Text-to-region grounding data:

:::

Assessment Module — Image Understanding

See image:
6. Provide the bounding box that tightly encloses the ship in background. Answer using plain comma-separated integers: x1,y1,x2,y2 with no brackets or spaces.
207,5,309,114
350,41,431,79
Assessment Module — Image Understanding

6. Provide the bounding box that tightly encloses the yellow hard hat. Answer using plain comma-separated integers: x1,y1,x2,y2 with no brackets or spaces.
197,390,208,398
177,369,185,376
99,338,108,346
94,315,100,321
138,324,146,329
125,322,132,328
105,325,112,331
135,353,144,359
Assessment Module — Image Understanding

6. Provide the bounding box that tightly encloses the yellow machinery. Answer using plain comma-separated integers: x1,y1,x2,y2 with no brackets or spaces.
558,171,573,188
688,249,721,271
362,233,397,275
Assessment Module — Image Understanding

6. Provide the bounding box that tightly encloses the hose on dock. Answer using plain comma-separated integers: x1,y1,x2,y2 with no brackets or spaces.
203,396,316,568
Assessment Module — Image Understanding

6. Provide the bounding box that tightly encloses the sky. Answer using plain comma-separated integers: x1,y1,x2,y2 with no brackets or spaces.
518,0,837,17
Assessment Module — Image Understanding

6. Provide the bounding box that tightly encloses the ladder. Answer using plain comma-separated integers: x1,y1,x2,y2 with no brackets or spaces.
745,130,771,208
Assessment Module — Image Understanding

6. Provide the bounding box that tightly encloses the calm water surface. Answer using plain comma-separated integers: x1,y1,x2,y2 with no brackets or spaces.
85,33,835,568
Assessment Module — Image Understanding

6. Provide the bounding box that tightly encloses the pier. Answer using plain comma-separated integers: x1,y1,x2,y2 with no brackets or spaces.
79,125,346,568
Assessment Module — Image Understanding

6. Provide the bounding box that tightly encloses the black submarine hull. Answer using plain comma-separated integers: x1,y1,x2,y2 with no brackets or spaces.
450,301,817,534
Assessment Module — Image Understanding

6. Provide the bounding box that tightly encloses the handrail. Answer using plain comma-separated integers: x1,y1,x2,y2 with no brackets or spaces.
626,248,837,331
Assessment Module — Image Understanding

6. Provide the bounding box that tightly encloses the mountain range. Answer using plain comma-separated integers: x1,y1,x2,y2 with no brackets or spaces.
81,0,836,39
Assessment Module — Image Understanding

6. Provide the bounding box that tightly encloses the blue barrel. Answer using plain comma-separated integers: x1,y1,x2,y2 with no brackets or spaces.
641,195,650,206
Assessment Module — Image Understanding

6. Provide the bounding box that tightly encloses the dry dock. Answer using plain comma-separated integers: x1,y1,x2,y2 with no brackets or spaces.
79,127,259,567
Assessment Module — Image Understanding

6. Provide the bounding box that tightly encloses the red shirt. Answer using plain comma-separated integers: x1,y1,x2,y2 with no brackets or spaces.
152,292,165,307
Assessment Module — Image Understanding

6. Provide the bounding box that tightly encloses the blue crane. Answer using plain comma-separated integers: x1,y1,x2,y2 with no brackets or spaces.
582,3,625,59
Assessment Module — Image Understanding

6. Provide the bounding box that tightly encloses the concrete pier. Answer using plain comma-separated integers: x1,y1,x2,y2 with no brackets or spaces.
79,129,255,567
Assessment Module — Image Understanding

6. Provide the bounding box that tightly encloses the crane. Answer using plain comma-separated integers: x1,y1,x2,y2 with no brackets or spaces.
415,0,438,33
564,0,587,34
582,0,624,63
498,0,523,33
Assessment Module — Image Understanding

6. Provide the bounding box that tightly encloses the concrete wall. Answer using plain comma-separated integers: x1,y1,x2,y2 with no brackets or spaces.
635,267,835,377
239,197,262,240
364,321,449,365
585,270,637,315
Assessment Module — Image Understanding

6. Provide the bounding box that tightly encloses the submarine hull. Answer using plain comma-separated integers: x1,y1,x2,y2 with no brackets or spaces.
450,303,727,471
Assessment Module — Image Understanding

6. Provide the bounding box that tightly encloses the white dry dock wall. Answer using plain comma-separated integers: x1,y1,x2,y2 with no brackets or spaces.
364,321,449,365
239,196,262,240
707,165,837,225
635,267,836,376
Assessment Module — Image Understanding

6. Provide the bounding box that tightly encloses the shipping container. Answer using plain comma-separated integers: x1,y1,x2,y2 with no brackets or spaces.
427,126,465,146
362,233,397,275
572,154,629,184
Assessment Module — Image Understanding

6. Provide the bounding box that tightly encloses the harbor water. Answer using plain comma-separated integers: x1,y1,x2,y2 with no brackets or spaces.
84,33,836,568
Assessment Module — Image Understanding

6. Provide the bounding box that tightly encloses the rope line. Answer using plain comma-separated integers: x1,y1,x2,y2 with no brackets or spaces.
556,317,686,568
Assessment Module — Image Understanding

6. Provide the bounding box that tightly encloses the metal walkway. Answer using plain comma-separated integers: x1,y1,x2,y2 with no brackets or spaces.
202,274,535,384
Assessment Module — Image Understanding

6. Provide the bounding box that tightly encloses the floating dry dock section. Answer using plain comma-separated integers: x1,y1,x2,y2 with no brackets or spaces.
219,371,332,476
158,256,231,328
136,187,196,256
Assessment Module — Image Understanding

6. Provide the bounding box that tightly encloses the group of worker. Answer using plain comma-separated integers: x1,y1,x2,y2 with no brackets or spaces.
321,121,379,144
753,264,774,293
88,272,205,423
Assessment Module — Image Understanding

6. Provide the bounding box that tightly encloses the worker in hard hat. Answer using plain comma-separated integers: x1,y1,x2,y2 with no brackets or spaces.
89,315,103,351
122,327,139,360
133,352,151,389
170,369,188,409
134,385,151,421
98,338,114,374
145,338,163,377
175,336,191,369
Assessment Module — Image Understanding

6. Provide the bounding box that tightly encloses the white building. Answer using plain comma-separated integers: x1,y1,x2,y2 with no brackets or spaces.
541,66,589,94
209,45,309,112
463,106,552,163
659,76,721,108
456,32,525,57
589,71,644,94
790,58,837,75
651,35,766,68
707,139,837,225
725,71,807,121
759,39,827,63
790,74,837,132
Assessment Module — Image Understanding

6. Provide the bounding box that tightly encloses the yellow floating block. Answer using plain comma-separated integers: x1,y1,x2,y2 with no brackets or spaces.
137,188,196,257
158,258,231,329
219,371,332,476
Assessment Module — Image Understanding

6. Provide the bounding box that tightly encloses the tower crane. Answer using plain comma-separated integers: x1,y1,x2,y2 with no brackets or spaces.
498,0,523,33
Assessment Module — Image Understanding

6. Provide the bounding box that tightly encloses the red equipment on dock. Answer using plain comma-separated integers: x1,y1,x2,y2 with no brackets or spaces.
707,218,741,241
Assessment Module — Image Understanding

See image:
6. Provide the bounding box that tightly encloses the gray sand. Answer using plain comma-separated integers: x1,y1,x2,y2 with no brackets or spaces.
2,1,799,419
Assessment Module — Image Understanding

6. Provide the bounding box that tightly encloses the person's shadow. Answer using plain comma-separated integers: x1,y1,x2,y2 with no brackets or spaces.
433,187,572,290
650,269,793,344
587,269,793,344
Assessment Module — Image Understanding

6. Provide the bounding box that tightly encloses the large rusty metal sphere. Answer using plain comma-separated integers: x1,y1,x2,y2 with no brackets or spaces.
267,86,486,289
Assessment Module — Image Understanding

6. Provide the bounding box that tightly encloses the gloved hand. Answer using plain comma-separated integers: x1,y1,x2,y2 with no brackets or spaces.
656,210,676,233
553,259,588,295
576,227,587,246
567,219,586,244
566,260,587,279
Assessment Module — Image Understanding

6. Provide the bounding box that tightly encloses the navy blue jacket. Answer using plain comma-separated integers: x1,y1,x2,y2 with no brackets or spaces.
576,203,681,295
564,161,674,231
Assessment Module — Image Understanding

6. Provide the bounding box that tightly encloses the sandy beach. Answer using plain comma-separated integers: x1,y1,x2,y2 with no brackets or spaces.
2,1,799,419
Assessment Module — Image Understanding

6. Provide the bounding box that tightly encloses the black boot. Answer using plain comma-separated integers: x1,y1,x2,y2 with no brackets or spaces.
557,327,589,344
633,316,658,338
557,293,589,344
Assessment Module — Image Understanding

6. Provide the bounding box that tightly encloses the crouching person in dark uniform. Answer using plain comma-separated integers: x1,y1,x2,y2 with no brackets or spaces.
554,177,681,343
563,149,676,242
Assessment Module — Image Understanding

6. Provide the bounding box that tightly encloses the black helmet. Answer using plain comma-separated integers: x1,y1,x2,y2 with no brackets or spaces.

:::

■ **PROBLEM DETAILS**:
Please copy the line holding "6. Provide the bounding box that tightly encloses the gloved" and all lines after it to the end of the records, exactly, and nothing else.

■ **ANSWER TO THIS TASK**:
6. Provide the bounding box that tightly encloses the gloved hand. Answer using plain comma-separated integers: x1,y1,x2,y2 with no brackets or spaces.
656,210,676,233
553,259,588,295
576,227,587,246
567,219,586,244
566,260,587,279
Assessment Module — Image Understanding

6. Provide the bounding box that tightly encloses the navy blue jacket. Answer using plain comma-separated integers: x1,y1,x2,y2 with no brackets or spaces.
576,203,681,295
564,161,674,231
Assessment Module — Image Understanding

6. Provide the bounding box that tightly encloses the sandy beach. Answer using plain comma-separated integers: x1,y1,x2,y2 with no brackets or spaces.
2,1,799,419
Assessment Module — Image Understanding

6. Provide the bounding box that tightly encloses the black boot. Answer using plain comma-separated integers: x1,y1,x2,y2 with no brackets or spaces.
557,327,589,344
633,316,658,338
557,293,589,344
Assessment Module — Image Understanding

6. Provide the bounding box that tightly encloses the crouching person in dark uniform. Answer using plain comma-separated integers: x1,y1,x2,y2 with no brackets or spaces.
554,177,681,343
563,149,676,242
Assessment Module — Image Understanding

6. Provide the bounding box that tightly encloses the black helmet. Answer using plain comma-separated integers: x1,y1,x2,y2 with no brackets or spaces.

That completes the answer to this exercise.